START Data for this task

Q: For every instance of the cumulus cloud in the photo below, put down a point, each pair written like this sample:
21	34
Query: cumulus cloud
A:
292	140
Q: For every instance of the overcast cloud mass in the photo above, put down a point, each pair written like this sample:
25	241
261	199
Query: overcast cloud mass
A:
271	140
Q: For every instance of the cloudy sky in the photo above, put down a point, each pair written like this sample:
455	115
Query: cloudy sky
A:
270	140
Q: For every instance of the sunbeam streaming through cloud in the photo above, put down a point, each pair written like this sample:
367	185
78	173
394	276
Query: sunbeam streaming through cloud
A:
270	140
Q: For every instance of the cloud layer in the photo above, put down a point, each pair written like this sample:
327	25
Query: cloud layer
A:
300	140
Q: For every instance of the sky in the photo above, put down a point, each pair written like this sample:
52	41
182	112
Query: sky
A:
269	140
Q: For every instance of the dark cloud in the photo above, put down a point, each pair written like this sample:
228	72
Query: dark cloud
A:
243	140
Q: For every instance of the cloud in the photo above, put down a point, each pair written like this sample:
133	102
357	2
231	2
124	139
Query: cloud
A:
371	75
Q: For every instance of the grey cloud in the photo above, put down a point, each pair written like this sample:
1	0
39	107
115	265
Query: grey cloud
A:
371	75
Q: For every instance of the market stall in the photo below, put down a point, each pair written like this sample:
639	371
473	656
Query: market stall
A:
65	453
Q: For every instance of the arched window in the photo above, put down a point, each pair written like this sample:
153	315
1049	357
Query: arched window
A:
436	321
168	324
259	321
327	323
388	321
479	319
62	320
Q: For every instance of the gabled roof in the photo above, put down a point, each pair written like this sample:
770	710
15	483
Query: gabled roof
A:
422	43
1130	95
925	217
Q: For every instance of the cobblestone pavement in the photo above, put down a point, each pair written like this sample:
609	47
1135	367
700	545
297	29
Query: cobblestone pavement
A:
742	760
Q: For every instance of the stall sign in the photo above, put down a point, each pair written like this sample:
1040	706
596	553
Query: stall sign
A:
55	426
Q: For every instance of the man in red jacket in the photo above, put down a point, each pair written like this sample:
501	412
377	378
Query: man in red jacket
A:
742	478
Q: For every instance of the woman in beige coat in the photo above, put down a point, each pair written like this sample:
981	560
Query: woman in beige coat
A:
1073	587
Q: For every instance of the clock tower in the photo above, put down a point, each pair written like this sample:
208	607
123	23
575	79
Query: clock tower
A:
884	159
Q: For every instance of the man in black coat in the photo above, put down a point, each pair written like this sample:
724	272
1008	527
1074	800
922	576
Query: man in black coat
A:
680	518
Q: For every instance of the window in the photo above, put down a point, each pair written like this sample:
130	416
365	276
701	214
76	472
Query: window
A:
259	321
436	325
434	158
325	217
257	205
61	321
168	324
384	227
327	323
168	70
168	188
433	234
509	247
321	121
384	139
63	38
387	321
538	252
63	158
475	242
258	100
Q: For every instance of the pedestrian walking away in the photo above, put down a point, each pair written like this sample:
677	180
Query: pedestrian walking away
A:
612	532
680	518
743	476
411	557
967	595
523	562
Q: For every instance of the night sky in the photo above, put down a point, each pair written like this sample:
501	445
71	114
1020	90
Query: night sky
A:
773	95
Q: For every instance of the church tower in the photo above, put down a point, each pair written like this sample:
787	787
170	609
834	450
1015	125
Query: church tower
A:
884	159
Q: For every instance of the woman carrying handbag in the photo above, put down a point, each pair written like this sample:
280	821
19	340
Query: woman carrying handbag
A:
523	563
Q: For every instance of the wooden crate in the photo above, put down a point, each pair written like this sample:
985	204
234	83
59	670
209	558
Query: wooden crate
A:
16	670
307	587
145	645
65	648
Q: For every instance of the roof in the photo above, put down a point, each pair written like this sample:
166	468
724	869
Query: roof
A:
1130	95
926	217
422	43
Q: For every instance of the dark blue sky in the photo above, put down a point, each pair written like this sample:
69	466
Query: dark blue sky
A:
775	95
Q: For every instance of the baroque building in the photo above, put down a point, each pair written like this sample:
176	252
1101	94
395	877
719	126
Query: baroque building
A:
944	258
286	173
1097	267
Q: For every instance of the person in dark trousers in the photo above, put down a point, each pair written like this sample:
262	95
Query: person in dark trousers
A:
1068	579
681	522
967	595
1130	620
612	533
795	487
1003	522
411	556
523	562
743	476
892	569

END Data for this task

**Action item**
The reply should hold only the lines of the listing above starting at the line containing "Query: clock tower" and ending at the line containing "Q: For every instance of the night", exactly as written.

**Expected answer**
Query: clock tower
A:
884	159
Q: For every instance of the man in black coat in the photo above, put down a point, each pair written like this sample:
724	272
1008	527
1074	800
922	576
Query: man in black coat
A:
680	518
Q: For every instance of the window in the photo above, put down a point, each pair written like this sample:
130	416
365	276
701	214
76	472
Query: window
A:
259	321
436	325
434	158
325	217
257	205
61	321
168	324
384	227
327	323
168	70
168	188
433	234
509	247
321	121
384	139
63	38
387	321
538	252
63	158
475	242
258	100
Q: For every instance of the pedestrian walking away in the photo above, put down a point, each pair written like this sample:
677	180
Query: pedestrian walking away
A:
612	532
680	518
743	476
411	557
967	595
523	562
Q: For every instance of the night sky in the photo above, put down a point, each pair written like this sample:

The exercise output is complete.